* [WRITTEN TASK 1]:
In the abstract about the Look Ahead recording, what resolution was used to track, mix and master it?

* [SOURCE EXTRACT]:
------------------------------------------------

We begin with the world’s most famous example of gated reverb – the drum fill from ‘In The Air Tonight” and Alex comments… “Before texting, this is what caused cars to swerve”. We then look a signal path diagram and see transient images describing the dynamic properties of a compressed and gated reverb.
Stereo to 5.1–Creating an Immersive fold-out
Paul Novotny, York University, Toronto
Abstract: Look Ahead is a jazz piano and bass, duo recording of performance-music, tracked, mixed and mastered at 24 bit/96khz for stereo and 5.1 playback. Esoteric microphones and pre-amps contributed tonal diversity and contrary to standard practice, the stereo mix was folded-out to 5.1, rather than folded-down to stereo. It was pre-determined that a “sympathetic openness” in the playing and sound was a desirable aesthetic, thus the “performance oriented” physical setup was a blending of the traditional Oscar Peterson and modern Keith Jarrett piano/bass set ups. These choices set forth a coherent foundation toward an intimate, immersive and dynamic performance recording. The stereo sound-field begins at the phantom center position of bass and the 5,1 mix builds outward, maintaining a natural coherence between both versions. The upright bass was recorded with a carefully centered stereo ribbon microphone, a mono hyper-cardioid condenser and a “DI”— the piano utilized two outside mics (U87’s), providing a cohesive center image that is blended into an inside-placed “ultra-wide-stereo” Calrec-Soundfield mic, limited to approximately 90% of pan-width, reserving the outer L/R edges for reflections and reverb. Multiple reverbs were mixed and panned to avoid a dead-spot between the R-RS and the L-LS. Since there are no drums this “chamber” became a featured participant of the ensemble, providing unexpected and contrasting responses to percussive attacks.

------------------------------------------------

* [RECORDS PROVIDED]:

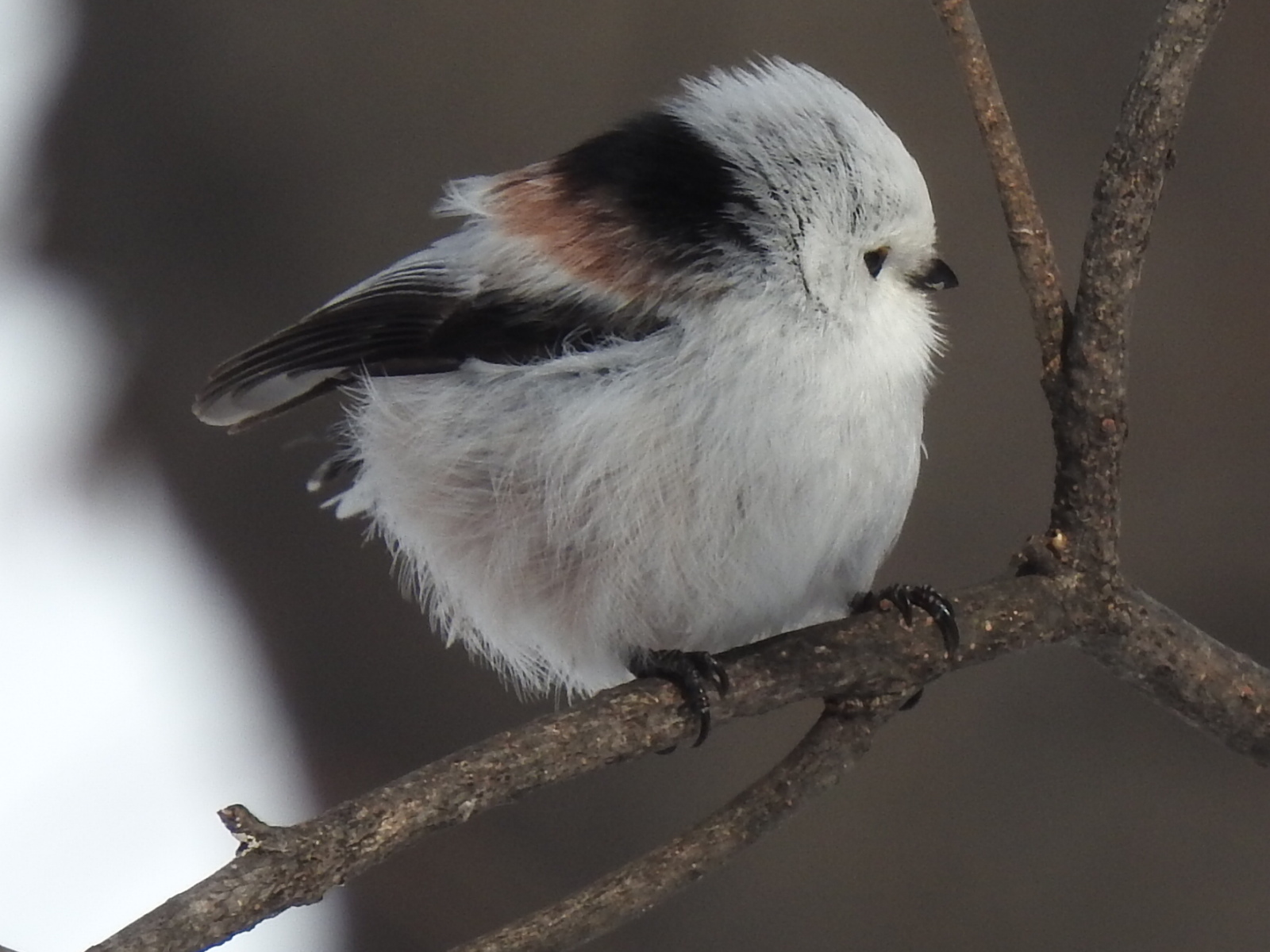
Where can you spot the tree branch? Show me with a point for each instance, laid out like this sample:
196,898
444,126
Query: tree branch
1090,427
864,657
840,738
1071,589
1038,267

------------------------------------------------

* [WRITTEN TASK 2]:
Return the rows in Block 1 line for line, without any changes, and leave the picture out of your answer.

* [WRITTEN RESPONSE 1]:
24 bit/96khz

* [WRITTEN RESPONSE 2]:
Where can you spot the tree branch? Show me with a point for each instance, laid out like this sample:
196,898
444,126
Query: tree branch
1090,427
864,657
840,738
1071,589
1038,267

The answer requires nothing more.